> [Your goal]: Rewrite only the records from the line with "Look at the image above. You need to find the street" up to and including the line with "left=192, top=37, right=625, bottom=254", requests included, and scale every coordinate in the answers by 0.85, rounding to whole numbers with halves rounded up. Leave the requests and their sample coordinates unchanged.

[Dataset rows]
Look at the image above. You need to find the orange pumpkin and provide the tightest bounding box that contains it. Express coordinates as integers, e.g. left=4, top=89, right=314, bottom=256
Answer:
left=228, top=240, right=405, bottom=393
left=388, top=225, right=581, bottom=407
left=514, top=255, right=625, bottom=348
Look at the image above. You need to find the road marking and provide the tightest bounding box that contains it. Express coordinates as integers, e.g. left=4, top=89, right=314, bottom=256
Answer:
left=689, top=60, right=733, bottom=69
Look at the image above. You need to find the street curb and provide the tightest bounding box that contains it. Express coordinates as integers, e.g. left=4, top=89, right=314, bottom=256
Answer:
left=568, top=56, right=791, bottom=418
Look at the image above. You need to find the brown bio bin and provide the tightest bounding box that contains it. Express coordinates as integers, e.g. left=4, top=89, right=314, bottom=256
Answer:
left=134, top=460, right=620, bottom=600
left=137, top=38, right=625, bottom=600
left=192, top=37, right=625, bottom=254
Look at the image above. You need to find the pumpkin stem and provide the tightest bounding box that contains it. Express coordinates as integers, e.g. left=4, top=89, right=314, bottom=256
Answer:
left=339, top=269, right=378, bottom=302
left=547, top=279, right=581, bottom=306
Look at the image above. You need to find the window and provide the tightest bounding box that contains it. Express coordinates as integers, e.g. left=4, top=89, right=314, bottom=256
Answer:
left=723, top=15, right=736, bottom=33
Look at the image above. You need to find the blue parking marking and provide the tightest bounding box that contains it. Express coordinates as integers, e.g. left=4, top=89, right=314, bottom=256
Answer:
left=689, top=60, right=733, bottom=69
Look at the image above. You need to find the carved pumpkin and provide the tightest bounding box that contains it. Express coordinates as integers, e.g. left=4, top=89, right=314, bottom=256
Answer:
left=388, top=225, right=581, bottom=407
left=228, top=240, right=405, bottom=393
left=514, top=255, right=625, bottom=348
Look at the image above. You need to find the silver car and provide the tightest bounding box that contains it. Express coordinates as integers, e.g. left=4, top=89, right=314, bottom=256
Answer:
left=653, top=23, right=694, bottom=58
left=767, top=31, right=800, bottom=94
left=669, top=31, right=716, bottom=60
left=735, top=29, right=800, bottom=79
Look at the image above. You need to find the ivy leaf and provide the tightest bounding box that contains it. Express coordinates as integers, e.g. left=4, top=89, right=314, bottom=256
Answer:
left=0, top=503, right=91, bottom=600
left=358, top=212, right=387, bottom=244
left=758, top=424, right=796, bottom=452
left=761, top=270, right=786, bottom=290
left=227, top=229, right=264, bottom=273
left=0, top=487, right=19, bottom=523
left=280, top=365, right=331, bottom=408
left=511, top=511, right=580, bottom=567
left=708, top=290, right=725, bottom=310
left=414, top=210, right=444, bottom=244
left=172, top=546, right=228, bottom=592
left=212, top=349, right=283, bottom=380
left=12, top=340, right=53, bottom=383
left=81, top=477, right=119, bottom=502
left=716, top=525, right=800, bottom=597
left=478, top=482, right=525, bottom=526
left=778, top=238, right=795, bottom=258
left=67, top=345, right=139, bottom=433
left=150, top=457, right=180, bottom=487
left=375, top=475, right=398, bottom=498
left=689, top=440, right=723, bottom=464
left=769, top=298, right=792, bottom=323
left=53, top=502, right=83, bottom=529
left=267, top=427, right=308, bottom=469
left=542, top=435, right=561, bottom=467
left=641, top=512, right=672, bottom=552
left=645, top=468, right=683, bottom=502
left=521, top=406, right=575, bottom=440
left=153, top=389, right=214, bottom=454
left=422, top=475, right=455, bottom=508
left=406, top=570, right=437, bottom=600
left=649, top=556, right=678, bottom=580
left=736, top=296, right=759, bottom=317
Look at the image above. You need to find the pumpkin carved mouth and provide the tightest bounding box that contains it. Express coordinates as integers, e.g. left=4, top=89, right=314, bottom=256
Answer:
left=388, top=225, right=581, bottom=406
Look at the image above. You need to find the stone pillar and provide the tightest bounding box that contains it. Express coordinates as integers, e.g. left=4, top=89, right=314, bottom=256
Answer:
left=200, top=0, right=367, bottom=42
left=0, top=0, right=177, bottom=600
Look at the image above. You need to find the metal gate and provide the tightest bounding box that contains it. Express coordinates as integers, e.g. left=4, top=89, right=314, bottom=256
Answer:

> [Answer for this exercise]:
Look at the image above. You need to find the street curb and provide the tightest bounding box that contains it. Express coordinates as integers, e.g. left=4, top=89, right=314, bottom=256
Answer:
left=483, top=48, right=672, bottom=355
Look at the image above. You need to find the brown bio bin and provide the tightest bounding box that contains it. Express coordinates as integers, e.g. left=4, top=89, right=314, bottom=256
Answer:
left=114, top=391, right=527, bottom=510
left=116, top=32, right=531, bottom=510
left=163, top=31, right=531, bottom=216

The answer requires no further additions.